Data rows —
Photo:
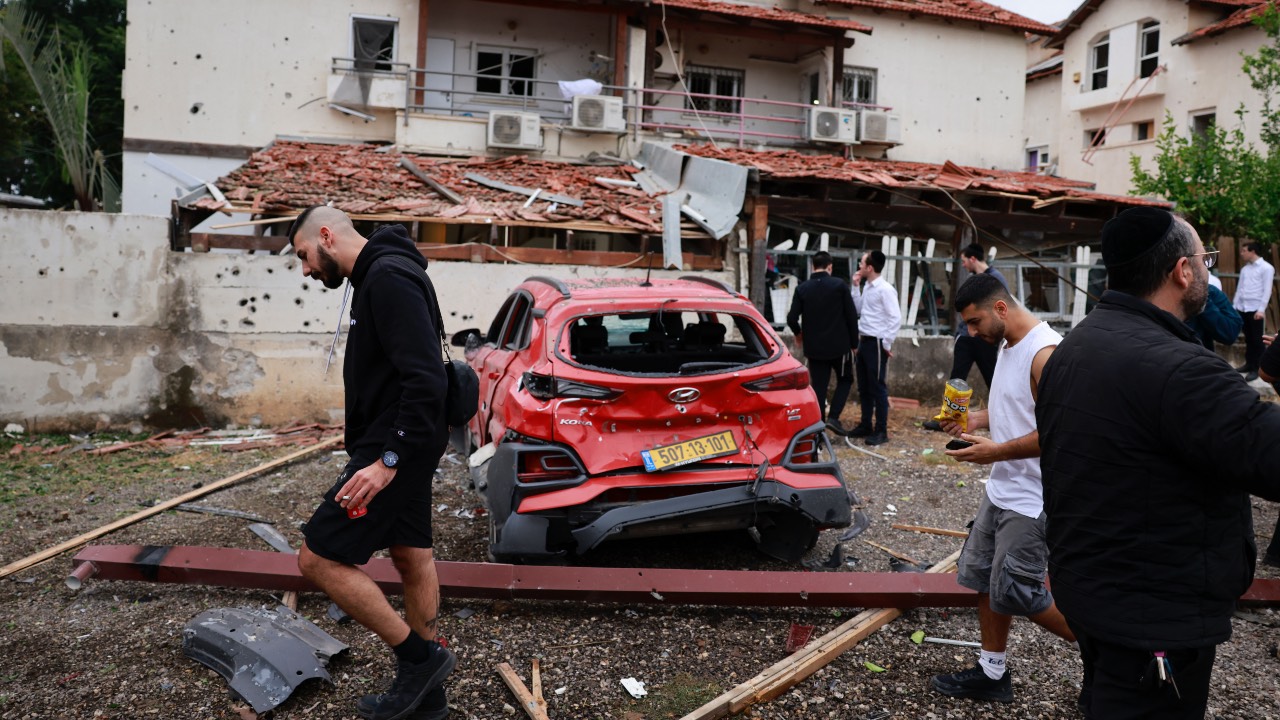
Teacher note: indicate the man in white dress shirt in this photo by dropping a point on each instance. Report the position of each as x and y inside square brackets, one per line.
[1252, 295]
[880, 319]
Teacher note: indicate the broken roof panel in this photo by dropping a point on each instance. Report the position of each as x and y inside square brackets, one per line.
[1239, 18]
[970, 10]
[366, 180]
[789, 164]
[764, 13]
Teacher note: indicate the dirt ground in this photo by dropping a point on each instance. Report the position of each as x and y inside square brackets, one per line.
[114, 650]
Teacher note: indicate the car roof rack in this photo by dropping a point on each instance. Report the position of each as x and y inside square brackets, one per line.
[560, 286]
[716, 283]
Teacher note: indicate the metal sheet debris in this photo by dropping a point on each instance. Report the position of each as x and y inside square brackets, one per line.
[264, 655]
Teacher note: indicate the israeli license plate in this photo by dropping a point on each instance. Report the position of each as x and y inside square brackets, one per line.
[689, 451]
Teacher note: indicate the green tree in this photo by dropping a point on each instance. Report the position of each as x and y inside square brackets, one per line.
[31, 155]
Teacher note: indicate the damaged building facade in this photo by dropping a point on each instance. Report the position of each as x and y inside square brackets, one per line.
[554, 137]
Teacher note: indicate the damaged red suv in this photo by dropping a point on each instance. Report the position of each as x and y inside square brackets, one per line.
[622, 409]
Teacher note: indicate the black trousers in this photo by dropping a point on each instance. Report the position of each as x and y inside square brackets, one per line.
[872, 388]
[819, 376]
[1252, 340]
[970, 350]
[1120, 683]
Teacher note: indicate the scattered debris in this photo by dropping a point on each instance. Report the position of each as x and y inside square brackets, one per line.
[931, 531]
[798, 637]
[211, 510]
[264, 655]
[634, 687]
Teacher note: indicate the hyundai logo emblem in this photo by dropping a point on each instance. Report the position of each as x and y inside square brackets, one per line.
[682, 395]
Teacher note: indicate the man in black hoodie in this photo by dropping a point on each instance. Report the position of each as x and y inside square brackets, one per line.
[826, 324]
[396, 434]
[1150, 447]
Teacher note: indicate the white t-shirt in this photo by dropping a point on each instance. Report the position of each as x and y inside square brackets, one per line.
[1015, 484]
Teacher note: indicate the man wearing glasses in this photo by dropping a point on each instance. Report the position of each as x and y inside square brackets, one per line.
[1252, 295]
[1150, 449]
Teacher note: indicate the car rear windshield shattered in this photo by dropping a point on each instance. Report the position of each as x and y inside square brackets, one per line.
[671, 342]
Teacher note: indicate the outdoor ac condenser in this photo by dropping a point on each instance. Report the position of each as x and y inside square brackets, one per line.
[874, 126]
[832, 124]
[598, 113]
[519, 131]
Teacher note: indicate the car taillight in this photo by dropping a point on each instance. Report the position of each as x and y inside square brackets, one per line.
[545, 387]
[795, 378]
[805, 450]
[543, 466]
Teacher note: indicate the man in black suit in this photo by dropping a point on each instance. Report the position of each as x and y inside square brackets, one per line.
[826, 326]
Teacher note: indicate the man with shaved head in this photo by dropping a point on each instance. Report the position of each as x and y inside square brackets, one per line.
[396, 434]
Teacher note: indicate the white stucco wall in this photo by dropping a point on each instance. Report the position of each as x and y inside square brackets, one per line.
[1205, 74]
[104, 326]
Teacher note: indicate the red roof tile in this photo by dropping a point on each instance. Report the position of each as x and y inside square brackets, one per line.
[762, 13]
[897, 173]
[970, 10]
[365, 180]
[1242, 17]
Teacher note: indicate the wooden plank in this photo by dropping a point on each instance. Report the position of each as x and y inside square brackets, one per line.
[791, 670]
[526, 701]
[931, 531]
[156, 509]
[528, 191]
[430, 182]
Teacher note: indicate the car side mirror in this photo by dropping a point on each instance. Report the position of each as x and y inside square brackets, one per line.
[460, 338]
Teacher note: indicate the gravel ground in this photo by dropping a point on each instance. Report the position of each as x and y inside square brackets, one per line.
[113, 650]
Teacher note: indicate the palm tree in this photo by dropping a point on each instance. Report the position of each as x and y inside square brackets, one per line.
[60, 72]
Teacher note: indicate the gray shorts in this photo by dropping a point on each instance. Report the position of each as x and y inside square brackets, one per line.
[1006, 556]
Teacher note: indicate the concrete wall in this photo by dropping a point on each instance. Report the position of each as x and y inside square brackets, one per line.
[1202, 76]
[104, 326]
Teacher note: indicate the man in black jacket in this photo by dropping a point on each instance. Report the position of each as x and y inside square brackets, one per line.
[1150, 447]
[396, 434]
[826, 326]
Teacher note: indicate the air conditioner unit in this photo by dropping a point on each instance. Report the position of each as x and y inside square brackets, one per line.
[832, 124]
[519, 131]
[598, 113]
[880, 127]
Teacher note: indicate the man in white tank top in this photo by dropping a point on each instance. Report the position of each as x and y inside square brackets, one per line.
[1005, 556]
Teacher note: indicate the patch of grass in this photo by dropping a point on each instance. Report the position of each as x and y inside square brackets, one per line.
[682, 695]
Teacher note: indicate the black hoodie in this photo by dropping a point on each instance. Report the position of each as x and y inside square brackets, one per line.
[393, 369]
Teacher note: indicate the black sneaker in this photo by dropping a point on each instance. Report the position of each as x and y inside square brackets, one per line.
[860, 431]
[435, 706]
[833, 425]
[877, 438]
[974, 684]
[412, 683]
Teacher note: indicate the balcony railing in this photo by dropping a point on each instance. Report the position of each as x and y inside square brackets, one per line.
[744, 121]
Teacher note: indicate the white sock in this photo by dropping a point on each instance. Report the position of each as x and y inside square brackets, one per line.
[992, 664]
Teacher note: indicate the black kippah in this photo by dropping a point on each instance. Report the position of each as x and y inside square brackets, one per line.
[1134, 233]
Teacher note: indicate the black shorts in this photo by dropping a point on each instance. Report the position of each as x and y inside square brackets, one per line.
[398, 515]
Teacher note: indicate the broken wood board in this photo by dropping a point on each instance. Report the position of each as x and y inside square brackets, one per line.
[931, 531]
[791, 670]
[158, 509]
[528, 702]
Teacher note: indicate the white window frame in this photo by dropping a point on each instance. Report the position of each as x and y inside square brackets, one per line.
[714, 73]
[1148, 27]
[383, 19]
[854, 73]
[1093, 58]
[504, 78]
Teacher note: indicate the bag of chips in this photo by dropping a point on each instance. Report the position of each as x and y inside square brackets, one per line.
[955, 404]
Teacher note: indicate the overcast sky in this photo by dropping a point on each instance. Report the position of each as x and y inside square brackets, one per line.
[1042, 10]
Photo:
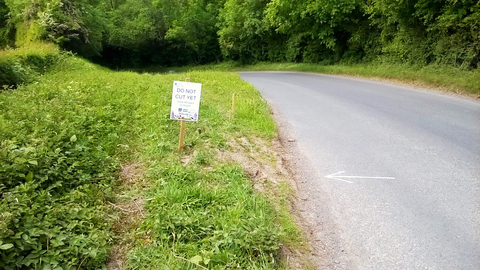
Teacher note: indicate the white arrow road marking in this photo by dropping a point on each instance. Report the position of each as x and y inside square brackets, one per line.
[338, 177]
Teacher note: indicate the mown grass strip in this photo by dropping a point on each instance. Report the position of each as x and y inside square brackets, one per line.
[67, 136]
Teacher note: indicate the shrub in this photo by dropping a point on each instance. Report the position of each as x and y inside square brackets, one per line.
[23, 65]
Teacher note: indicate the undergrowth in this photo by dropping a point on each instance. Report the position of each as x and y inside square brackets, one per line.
[63, 139]
[23, 65]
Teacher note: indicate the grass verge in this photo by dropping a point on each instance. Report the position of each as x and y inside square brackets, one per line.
[88, 167]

Task objective — Rescale the items starting at the line that contains "Teacher note: indicate the man in white tank" and ending at the line that contains "[1134, 233]", and give only those lines again, requests included. Multiply every point coordinate in the answers by 2.35 and round to whole numbers, halves up. Keep the requests unchanged.

Task solution —
Teacher note: indicate the man in white tank top in this photo by dropping a point on each instance. Report the position of each as x and y inside square brackets, one per line.
[2362, 1307]
Teacher note: indicate the patch of grass in this photo by dropping a point on each instance. Report the position of each as x and y inside square brackets, one per line.
[1603, 1633]
Teacher note: indicate the black hoodie in this photo by dropping a point on each instance. Report the position of each as x and y inside square brackets, one per line.
[924, 867]
Teacher note: indicate the black sneaker in this photo by dropping a point on each instance. Report the position of each as x and y inside square brackets, one per line.
[2021, 1013]
[1022, 1659]
[1958, 999]
[2061, 1029]
[2289, 1607]
[968, 1605]
Teacher note: indicate the balcony railing in this photo by dropping a point on each instance. Report the position of each as x and y inside square brackets, one per line.
[1748, 284]
Teacher note: indicate the white sock in this photo by dropping a point on each instance. Report the position of each as x and y inside square brackets, one per line.
[2331, 1560]
Teacher note: indicate the black kippah in this photo by dropping a point on each instance. Report the position of each as x and y inside square brackets, one per line.
[2665, 548]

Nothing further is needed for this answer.